STATED EXERCISE => Reproduce verbatim the lines of the listing from the line containing "the glass office" through the final line of the listing, both included.

(Pointing records for named objects)
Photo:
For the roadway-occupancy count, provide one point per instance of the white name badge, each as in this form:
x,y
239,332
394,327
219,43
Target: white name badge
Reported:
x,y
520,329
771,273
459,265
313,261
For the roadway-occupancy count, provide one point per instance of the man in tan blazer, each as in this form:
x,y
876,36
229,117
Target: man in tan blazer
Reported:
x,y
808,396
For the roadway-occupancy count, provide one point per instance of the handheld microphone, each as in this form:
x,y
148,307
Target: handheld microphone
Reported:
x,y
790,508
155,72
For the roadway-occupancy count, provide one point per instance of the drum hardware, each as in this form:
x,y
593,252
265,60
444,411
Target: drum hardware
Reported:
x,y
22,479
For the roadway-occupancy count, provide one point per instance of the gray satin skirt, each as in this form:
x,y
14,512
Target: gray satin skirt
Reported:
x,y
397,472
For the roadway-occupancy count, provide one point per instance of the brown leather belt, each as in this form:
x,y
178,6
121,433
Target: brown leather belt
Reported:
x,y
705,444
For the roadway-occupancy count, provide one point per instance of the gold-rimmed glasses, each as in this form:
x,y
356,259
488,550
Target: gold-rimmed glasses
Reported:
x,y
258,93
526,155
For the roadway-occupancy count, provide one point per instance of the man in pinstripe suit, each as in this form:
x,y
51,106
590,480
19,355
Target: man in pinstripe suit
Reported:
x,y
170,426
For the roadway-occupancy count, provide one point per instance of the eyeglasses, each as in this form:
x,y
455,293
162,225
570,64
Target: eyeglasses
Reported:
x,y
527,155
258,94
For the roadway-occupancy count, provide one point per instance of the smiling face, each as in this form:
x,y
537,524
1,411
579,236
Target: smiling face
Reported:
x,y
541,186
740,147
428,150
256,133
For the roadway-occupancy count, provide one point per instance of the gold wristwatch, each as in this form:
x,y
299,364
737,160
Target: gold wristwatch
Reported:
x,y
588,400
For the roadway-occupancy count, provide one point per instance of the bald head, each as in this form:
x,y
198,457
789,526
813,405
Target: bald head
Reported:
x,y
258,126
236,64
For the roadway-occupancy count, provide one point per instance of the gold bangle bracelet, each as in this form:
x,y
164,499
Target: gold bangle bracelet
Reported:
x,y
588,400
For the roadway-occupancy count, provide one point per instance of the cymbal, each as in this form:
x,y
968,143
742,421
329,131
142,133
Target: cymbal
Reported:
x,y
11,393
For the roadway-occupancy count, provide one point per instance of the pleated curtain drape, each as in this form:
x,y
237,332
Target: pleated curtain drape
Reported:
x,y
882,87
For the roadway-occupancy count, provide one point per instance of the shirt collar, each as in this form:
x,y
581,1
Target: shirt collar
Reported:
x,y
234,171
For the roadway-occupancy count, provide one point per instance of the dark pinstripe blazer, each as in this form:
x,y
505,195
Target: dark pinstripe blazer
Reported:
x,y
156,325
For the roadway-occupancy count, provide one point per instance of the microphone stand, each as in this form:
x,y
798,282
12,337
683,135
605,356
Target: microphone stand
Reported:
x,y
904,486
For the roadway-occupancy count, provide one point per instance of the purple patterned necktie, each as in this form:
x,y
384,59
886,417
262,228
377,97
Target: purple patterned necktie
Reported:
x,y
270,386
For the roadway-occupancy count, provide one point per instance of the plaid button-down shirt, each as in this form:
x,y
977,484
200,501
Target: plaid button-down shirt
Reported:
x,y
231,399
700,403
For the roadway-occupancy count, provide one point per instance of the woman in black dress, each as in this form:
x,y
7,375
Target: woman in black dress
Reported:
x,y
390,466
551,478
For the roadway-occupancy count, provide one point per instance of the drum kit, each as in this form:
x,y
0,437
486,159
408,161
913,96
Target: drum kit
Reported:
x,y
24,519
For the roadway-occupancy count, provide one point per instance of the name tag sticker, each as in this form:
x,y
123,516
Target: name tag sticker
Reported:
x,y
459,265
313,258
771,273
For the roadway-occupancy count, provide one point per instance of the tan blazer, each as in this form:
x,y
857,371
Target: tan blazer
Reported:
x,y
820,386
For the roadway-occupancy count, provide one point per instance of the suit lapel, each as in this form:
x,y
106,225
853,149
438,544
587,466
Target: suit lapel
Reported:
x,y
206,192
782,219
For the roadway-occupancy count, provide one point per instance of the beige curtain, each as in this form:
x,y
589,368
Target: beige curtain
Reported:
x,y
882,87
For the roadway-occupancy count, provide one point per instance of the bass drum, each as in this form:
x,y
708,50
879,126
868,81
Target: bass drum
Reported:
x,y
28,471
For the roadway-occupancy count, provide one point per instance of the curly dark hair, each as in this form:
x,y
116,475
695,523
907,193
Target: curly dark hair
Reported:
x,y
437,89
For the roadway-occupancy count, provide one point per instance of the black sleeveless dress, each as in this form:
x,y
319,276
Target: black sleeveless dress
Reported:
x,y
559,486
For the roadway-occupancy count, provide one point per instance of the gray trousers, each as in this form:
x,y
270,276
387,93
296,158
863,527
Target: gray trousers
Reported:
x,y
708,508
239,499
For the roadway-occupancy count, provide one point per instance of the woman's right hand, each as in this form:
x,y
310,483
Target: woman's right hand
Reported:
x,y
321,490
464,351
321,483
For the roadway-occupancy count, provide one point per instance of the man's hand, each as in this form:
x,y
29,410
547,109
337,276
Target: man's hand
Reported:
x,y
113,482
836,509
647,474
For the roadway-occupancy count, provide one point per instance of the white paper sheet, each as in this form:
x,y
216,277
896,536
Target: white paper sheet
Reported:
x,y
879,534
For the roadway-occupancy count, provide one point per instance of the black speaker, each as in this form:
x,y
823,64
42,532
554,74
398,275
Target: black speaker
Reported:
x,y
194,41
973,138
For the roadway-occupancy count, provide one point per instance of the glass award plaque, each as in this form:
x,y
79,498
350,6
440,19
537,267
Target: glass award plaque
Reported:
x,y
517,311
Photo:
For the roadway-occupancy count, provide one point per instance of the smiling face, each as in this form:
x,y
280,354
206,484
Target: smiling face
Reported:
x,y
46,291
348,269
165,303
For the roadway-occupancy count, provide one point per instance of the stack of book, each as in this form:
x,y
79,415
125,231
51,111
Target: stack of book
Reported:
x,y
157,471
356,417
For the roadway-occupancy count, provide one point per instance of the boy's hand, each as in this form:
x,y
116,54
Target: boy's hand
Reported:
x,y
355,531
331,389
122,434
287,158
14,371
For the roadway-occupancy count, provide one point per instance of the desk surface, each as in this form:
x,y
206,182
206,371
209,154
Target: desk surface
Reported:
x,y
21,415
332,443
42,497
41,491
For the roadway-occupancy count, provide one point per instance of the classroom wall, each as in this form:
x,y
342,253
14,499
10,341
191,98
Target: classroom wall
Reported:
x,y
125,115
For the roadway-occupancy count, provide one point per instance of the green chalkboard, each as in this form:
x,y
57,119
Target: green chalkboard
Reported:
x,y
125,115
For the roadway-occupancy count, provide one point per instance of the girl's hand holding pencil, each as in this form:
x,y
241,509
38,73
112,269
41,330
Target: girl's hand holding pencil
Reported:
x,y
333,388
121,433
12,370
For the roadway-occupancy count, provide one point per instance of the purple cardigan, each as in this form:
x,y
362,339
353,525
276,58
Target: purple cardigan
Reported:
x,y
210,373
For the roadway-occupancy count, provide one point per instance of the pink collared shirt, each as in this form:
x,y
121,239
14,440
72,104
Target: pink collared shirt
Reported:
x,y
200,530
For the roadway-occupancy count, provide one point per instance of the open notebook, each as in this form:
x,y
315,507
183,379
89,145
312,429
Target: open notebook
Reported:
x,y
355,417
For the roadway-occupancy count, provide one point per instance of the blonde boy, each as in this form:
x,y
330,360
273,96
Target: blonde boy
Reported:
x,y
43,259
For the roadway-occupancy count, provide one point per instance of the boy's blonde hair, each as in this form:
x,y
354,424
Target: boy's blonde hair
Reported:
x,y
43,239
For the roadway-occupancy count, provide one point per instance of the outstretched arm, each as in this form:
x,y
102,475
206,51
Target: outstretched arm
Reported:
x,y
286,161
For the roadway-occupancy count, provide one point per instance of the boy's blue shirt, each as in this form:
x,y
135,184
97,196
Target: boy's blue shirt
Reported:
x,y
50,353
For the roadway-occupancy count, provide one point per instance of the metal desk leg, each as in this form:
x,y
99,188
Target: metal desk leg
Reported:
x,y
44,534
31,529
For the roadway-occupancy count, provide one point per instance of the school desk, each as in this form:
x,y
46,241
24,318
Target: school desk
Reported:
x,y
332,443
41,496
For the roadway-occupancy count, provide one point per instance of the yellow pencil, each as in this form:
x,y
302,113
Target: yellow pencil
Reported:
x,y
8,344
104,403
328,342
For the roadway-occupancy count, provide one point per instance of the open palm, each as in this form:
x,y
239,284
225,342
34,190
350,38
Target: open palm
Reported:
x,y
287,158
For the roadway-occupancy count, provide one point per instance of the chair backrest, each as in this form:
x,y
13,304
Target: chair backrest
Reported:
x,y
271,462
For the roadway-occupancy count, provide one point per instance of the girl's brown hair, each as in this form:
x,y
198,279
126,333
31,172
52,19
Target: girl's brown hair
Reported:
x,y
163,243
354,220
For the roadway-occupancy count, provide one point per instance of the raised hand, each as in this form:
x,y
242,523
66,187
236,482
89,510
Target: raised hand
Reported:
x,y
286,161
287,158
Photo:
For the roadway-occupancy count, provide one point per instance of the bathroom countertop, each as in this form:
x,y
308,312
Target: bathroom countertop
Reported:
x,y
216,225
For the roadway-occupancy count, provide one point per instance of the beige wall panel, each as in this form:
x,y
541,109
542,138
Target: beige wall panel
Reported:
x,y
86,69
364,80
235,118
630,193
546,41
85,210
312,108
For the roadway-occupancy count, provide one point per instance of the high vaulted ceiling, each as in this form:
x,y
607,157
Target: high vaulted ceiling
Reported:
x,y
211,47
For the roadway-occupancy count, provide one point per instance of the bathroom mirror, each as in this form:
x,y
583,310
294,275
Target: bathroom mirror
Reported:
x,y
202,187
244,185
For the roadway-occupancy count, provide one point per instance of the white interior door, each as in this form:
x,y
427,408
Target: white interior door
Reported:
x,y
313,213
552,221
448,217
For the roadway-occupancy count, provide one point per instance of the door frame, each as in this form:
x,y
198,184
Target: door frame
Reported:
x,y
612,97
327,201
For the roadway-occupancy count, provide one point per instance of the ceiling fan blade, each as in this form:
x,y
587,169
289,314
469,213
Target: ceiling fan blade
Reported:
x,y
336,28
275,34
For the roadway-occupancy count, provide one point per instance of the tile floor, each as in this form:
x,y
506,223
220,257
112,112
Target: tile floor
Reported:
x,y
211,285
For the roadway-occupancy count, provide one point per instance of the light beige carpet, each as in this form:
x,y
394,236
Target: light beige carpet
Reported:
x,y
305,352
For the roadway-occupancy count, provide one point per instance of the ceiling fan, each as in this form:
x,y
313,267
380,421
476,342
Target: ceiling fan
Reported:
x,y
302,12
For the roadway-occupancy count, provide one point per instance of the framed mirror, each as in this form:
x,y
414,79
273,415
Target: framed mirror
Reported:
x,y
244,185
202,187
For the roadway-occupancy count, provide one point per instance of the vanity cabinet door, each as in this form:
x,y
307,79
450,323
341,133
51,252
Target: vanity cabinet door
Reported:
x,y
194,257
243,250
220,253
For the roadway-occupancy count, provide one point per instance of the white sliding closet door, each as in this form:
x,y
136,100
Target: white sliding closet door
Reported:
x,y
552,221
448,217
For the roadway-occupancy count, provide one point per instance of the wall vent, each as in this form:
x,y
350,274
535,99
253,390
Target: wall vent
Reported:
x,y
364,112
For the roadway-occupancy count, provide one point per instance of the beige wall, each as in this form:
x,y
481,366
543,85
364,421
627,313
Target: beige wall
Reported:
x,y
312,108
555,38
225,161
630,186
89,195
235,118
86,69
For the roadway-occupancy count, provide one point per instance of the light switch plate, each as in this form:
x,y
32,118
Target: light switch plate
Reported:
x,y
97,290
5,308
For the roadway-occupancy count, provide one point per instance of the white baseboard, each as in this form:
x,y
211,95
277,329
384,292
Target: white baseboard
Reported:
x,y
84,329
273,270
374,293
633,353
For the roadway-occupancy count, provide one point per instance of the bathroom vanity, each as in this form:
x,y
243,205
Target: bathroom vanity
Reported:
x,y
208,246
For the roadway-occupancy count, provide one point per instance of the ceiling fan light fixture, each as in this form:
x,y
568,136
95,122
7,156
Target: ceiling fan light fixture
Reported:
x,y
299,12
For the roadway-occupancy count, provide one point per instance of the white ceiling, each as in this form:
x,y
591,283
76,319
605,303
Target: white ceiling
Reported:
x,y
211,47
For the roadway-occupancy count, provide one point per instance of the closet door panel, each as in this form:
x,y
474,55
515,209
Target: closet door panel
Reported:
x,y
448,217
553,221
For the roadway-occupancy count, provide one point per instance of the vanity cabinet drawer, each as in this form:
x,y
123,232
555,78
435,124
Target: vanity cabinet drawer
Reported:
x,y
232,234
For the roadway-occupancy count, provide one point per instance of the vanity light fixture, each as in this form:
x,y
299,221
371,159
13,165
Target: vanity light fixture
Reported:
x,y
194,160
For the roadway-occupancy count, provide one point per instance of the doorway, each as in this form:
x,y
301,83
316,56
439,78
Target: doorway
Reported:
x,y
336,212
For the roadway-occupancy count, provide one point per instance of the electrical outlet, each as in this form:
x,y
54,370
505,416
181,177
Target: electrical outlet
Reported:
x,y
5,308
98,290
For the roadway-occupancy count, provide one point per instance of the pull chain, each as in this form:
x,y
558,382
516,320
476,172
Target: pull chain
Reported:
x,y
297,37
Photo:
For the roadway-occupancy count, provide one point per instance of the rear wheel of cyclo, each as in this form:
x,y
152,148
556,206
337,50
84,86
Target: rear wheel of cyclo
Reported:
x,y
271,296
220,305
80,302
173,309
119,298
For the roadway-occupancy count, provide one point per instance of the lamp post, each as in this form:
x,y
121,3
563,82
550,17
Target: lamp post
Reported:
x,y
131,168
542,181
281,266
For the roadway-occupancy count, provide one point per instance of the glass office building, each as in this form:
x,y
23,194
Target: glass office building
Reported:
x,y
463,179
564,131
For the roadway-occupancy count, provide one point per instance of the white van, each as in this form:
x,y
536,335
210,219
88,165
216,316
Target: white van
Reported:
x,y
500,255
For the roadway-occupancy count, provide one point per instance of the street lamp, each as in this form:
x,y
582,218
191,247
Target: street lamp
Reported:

COMPLETED EXERCISE =>
For the roadway-occupancy count, provide one point per instance of the glass office building, each as in this form:
x,y
23,194
Target: glass office building
Reported:
x,y
463,179
564,131
For the roadway-occupancy count, provide one point per instance of the white van, each as in this form:
x,y
536,335
210,219
88,165
216,316
Target: white van
Reported:
x,y
500,255
For the roadway-occupancy count, provide one point per instance of the street lamp, each as in this form:
x,y
582,218
191,247
Target: street lamp
Reported:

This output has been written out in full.